Give back each line of the data exactly.

========

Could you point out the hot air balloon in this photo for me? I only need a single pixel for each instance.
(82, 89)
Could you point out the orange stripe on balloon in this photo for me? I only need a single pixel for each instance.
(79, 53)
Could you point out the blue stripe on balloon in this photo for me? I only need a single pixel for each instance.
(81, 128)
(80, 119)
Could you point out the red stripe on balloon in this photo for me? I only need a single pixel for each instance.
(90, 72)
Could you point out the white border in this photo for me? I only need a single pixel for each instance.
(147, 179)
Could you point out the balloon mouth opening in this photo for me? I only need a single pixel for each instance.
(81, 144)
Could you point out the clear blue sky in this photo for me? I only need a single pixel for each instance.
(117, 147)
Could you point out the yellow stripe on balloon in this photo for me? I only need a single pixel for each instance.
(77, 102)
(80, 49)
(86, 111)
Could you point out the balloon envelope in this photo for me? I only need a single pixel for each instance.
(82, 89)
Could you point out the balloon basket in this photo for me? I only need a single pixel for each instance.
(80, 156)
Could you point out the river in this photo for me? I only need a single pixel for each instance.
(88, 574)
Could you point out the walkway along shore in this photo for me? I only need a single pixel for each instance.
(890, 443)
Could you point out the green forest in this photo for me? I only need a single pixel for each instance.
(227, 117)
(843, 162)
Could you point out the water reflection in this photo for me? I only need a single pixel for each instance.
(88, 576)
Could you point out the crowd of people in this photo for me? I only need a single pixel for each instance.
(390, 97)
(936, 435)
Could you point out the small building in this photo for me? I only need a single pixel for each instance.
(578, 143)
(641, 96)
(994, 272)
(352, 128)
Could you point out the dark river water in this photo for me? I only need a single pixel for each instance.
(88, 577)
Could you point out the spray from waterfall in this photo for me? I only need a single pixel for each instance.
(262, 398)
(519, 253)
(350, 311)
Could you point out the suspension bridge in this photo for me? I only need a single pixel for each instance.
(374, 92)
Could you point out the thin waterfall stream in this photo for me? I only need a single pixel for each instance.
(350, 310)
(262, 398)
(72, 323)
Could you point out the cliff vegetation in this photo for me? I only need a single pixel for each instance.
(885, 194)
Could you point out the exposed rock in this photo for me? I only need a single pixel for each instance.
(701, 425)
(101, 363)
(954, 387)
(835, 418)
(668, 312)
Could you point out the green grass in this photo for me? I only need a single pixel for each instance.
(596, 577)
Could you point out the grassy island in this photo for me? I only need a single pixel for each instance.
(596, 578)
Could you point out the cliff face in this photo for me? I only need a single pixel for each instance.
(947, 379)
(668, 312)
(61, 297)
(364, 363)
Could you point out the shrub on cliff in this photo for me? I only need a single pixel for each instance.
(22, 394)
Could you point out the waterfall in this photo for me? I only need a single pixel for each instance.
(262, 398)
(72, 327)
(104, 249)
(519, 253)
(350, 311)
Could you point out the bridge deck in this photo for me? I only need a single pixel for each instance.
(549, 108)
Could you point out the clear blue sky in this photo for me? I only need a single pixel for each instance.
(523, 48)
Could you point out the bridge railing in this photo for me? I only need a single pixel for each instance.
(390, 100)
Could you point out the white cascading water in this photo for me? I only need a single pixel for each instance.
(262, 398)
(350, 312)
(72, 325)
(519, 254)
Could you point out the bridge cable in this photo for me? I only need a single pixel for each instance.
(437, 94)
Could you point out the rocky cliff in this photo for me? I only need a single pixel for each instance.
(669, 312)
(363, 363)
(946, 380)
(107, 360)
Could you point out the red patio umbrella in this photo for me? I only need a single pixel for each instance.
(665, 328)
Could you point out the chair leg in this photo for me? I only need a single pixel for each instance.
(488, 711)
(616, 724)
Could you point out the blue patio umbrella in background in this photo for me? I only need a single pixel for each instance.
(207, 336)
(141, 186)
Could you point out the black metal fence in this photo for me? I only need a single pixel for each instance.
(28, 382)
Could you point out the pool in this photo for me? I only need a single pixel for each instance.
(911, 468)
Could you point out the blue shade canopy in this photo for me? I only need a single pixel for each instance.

========

• _Result of this task_:
Could you point out the hot air balloon in this photo for me? I only need a single pixel for each instance.
(82, 89)
Could you point out the orange stripe on balloon in this photo for me? I only need a single pixel for each instance.
(79, 53)
Could you point out the blue stripe on balloon in this photo for me? I only need a single pixel for each instance.
(81, 128)
(80, 119)
Could you point out the red stripe on balloon in this photo for me? I only need a single pixel for each instance.
(90, 72)
Could you point out the white border in this photo for me? I only need a single pixel for each instance.
(147, 179)
Could you point out the balloon mouth opening in this photo for me? I only need a single pixel for each instance.
(81, 144)
Could you point out the clear blue sky in this photo for me? I only need a single pixel for each instance.
(117, 147)
Could you point out the yellow stripe on balloon in this photo for me? I only need a single pixel for each instance.
(77, 102)
(80, 49)
(86, 111)
Could you point out the balloon envelope in this photo for me? I only need a single pixel for each instance.
(82, 89)
Could you point out the balloon basket in this photo for me? I only need a single pixel for each instance.
(80, 156)
Could you point out the river in this photo for me? I only need a single pixel for each instance.
(88, 574)
Could you point out the walkway along shore in this photo for me? I only need a single pixel for each instance.
(890, 443)
Could you point out the green forest in this photo for me? I only need a single pixel for each instance.
(227, 117)
(843, 162)
Could you point out the water reflection in this photo for me? I only need a single pixel for each instance.
(88, 576)
Could you point out the crowd of people in this photo for me? I only need a single pixel for each instance.
(390, 97)
(936, 435)
Could you point out the small building in this photo for me? I only need a single pixel for each instance.
(578, 143)
(641, 96)
(994, 272)
(352, 128)
Could you point out the dark river water in this photo for me? I only need a single pixel for each instance.
(88, 577)
Could you point out the spray from waterfall in this photo for me? I only need a single pixel for each instance.
(262, 398)
(519, 253)
(350, 311)
Could you point out the suspension bridge in this photo for me? I only need a single pixel for each instance.
(374, 92)
Could you point out the thin waterfall stream in this photo for me? I only need a single pixel for each instance.
(350, 310)
(262, 398)
(72, 323)
Could you point out the cliff vegetation in this photo for me? I only need a single pixel for each instance.
(885, 194)
Could you point out the exposed rock in this photo for me? I only need a single pixel for each instance.
(701, 425)
(101, 363)
(954, 387)
(835, 418)
(668, 312)
Could you point out the green grass in this photo for me? I only need a single pixel for each instance.
(596, 577)
Could you point out the grassy island in this photo for me? I only need a single pixel for each instance.
(596, 578)
Could you point out the cliff face in this photo for me? I only need a single pixel for each instance.
(947, 379)
(668, 312)
(61, 297)
(364, 363)
Could you point out the shrub on cliff in this photo for me? I only need a single pixel for each instance.
(22, 394)
Could you point out the waterfall in this photo for me? I only need a single pixel for each instance.
(262, 398)
(72, 327)
(104, 249)
(519, 253)
(350, 311)
Could you point out the bridge deck in this photo for me? I only need a single pixel for each instance.
(549, 108)
Could you point out the clear blue sky in this photo for me? I only need a single pixel for each instance.
(523, 48)
Could you point out the bridge railing in this photo for me? I only need a single pixel for each instance.
(390, 100)
Could you point out the white cascading water in this photo for me? I only need a single pixel for each instance.
(262, 398)
(350, 312)
(72, 325)
(519, 254)
Could you point out the bridge cable in this photo for me? I only need a single pixel for each instance.
(437, 94)
Could you point out the rocky cliff in this photo for me? I only need a single pixel for each instance.
(669, 312)
(363, 363)
(946, 380)
(107, 360)
Could you point out the red patio umbrella in this photo for me? I only need a single pixel for each instance.
(665, 328)
Could you point out the chair leg in this photo for me? I only need a single pixel for each instance.
(488, 711)
(616, 724)
Could you point out the blue patio umbrella in background in this photo for me? I only need a single pixel for each instance.
(207, 336)
(141, 186)
Could you point out the black metal fence in this photo for me? I only need a single pixel for each instance.
(28, 382)
Could you point out the pool in this photo for me? I only need a single pixel for each instance.
(911, 468)
Could you point out the blue shade canopy in this photo for me? I only need a single pixel for each instance.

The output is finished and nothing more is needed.